* BRANO
━━━━

Che realtà vive la scuola professionale in Lombardia?
La scuola professionale da sempre rappresenta un indirizzo alternativo ai canonici percorsi di formazione, attraverso modalità di insegnamento-apprendimento impostate in modo molto diverso da quella scolastica standard. Nei centri di formazione ha, infatti, importanza predominante la trasmissione di saperi pratici attraverso l’attività manuale. Nel nostro caso, abbiamo da oltre 25 anni la figura del tutor a supporto dell’insegnante e garantiamo ampio tempo alle attività di stage: già dal secondo anno lo studente affronta un primo periodo di tirocinio, che diventa di 300 ore durante il terzo anno. Il quarto anno, per chi sceglie di frequentarlo, si configura invece come un affinamento e un’integrazione delle competenze mirato all’inserimento nel mondo del lavoro (ad esempio, attività di orientamento, modalità di ricerca del lavoro, redazione del curriculum, eccetera). Tutti questi elementi, oltre a dare una formazione pratica di livello, si configurano come un’opportunità di collocazione considerevole. La maggior parte dei nostri studenti nel corso dei sei mesi successivi alla fine dei corsi trovano lavoro nel proprio ambito di riferimento. Inoltre, il Ministro Gelmini ha riconfermato l’impostazione ideologica della Legge 53 che stabilisce al termine del quarto anno la possibilità per lo studente di passare ad una scuola media superiore a sua scelta, la quale dovrà prevedere dei corsi di riallineamento.
La riforma prospettata dal Governo risponde ai bisogni della scuola?
Questa riforma tocca in modo marginale la formazione professionale. Il precedente governo voleva eliminare la scuola professionale o, almeno, questa era la dichiarata intenzione del Ministro Fioroni, che probabilmente non riconosceva dignità a questo indirizzo formativo. La riforma di Fioroni rivedeva l’innalzamento dell’età scolare, ma non i suoi contenuti: prevedeva due anni di scuola in più, senza specificare come riempire questo periodo. È scorretto definire sia le modifiche apportate da Fioroni sia quelle della Gelmini come riforme, una riforma che abbia la dignità di questo nome sarebbe altra cosa. In merito alle modifiche annunciate in tempi recenti, credo che ci si debba chiedere: servono questi tagli? A chi? Sono nell’interesse degli allievi? Il triplice maestro è una modalità utile o inutile? Chiediamoci queste cose prima di barricarci nell’ideologia. Credo che ci voglia maggiore apertura ai bisogni dei ragazzi e meno strumentalizzazione politica. Sono convinto che molti tra coloro che scenderanno in piazza nei prossimi giorni non conoscono nemmeno la reale sostanza della proposta del Ministro. Personalmente, credo che il triplice maestro fosse un modo per risolvere un problema occupazionale in un dato periodo storico, tale modalità non ha mai dato prova di essere migliore, mentre posso confermare che il modello stellare, che vede un maestro affiancato da specialisti per le discipline tecniche o specifiche, si è rivelato un metodo efficace, non a caso, è stato adottato dalla totalità delle scuole paritarie che conosco. Molto più semplice avere un singolo incaricato con obiettivi precisi e capace di tenere una linea di fondo, aiutato laddove sia necessario da specialisti esterni, piuttosto che tre menti che viaggiano ognuna dietro un proprio obiettivo. Si prenda il caso delle lingue: è possibile che in Italia un laureato in Lingue Straniere non possa insegnare inglese nelle scuole elementari, mentre si fanno fare corsi alle maestre per imparare una lingua che non sanno?

━━━━

* Voci di puntamento su oggetti indicati per nome
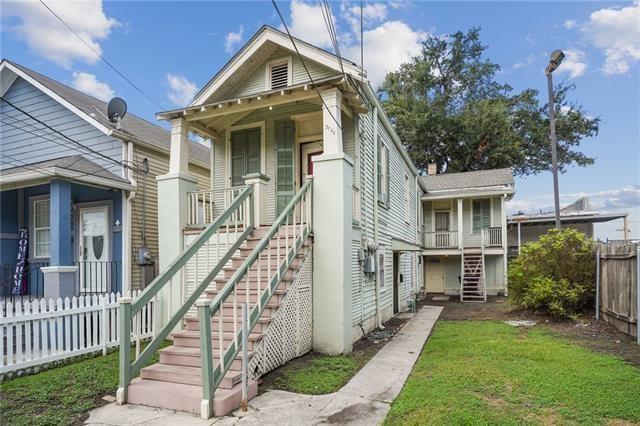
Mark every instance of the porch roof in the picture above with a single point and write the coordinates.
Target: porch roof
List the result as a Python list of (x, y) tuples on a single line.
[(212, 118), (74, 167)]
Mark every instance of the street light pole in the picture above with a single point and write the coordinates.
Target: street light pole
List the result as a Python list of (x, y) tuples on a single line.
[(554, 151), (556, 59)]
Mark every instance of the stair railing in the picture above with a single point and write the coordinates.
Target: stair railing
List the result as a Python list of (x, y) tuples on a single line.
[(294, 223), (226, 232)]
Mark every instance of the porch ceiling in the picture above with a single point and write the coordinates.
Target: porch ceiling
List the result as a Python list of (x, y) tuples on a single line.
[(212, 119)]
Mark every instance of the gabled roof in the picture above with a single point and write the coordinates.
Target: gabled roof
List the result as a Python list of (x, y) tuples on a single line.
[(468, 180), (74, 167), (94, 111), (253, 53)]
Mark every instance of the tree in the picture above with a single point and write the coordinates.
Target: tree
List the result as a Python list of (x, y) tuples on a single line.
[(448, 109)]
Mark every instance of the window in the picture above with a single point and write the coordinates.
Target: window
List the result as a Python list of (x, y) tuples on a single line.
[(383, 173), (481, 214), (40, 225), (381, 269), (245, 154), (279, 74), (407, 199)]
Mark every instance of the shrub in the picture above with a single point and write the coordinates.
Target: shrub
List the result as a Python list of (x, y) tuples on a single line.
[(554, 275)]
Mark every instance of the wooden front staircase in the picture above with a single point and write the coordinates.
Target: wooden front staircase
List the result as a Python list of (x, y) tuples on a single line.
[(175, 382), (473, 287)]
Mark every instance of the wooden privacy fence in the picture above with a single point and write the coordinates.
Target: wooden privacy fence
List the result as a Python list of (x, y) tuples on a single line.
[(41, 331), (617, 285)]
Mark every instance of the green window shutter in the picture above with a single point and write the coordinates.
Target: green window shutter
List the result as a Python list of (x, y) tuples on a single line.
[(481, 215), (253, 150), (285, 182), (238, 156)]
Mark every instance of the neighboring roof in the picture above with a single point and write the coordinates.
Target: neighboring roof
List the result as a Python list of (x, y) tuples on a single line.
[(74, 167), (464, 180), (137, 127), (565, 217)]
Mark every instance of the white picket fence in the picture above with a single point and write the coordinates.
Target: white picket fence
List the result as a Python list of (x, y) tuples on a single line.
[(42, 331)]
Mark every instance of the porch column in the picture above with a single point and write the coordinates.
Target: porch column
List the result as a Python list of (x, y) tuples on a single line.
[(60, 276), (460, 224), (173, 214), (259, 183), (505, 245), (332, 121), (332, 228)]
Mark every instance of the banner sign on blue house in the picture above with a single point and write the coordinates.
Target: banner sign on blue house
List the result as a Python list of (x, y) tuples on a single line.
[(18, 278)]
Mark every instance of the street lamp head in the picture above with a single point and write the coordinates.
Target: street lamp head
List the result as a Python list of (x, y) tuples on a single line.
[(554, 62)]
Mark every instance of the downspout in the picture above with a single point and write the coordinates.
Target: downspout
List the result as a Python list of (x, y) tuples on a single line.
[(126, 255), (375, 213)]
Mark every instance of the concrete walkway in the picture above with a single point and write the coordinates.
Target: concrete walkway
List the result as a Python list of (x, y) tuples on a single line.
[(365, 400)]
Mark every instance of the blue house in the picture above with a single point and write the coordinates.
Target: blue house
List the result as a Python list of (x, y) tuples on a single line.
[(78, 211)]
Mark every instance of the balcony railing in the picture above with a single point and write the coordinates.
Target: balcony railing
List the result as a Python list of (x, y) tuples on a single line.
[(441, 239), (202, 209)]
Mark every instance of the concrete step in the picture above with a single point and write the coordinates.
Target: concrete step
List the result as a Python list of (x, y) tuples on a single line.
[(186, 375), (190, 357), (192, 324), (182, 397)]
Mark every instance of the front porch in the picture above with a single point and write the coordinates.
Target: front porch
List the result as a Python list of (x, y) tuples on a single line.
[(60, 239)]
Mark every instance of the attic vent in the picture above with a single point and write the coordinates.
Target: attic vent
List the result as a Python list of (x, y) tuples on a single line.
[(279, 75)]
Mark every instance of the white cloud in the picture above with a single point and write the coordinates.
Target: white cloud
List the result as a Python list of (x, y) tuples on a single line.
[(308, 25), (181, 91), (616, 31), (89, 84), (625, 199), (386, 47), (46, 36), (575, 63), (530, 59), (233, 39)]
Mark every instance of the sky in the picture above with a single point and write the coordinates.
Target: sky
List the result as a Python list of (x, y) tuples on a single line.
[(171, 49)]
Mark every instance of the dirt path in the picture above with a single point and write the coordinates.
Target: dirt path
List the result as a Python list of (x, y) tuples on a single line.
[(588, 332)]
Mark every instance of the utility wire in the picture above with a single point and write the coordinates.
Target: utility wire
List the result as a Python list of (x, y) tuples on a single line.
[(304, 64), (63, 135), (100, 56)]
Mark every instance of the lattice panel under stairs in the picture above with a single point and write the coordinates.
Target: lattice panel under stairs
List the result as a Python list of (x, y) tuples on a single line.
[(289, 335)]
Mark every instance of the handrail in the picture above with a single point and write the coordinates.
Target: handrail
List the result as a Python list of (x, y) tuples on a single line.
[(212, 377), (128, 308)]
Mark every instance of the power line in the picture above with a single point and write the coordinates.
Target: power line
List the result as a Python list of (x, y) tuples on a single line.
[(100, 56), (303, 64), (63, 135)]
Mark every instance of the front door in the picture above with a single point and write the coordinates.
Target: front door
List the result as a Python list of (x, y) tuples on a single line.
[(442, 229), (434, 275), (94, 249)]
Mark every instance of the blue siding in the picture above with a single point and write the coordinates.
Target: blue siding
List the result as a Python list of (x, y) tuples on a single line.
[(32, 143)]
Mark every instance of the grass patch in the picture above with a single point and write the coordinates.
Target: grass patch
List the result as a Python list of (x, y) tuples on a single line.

━━━━

* ATTIVITÀ DA SVOLGERE
[1] Determini quante righe dell'elenco contengono la stringa "light", distinguendo tra maiuscole e minuscole, e indichi soltanto il numero.
[2] Scriva il seguito del brano sulla scuola professionale in Lombardia, a partire dall'ultima frase riportata.
L'elenco non ha alcun legame con il brano.

* SOLUZIONI DELLE ATTIVITÀ
[1] 2

[2]
Dobbiamo affrontare i problemi per come essi si pongono, dei tagli sono necessari se operano a favore dei ragazzi.
Quali sono oggi i principali problemi che la scuola deve affrontare?
Mi pare che l’insegnamento delle lingue, prima citato, sia un primo importante nodo da sciogliere. I diplomati e i laureati italiani che vanno all’estero o che hanno a che fare per lavoro con le realtà straniere si trovano spesso in difficoltà: in Italia non esiste ancora una adeguata modalità di trasmissione delle lingua, c’è spesso una trasmissione di nozioni grammaticali e si dimentica del tutto l’aspetto comunicativo. Insomma, i bambini imparano una lingua senza nulla sapere di grammatica. All’estero la mentalitàè diversa, si guardano film senza doppiaggio e sottotitoli, si ha meno paura di affrontare altri suoni e impostazioni.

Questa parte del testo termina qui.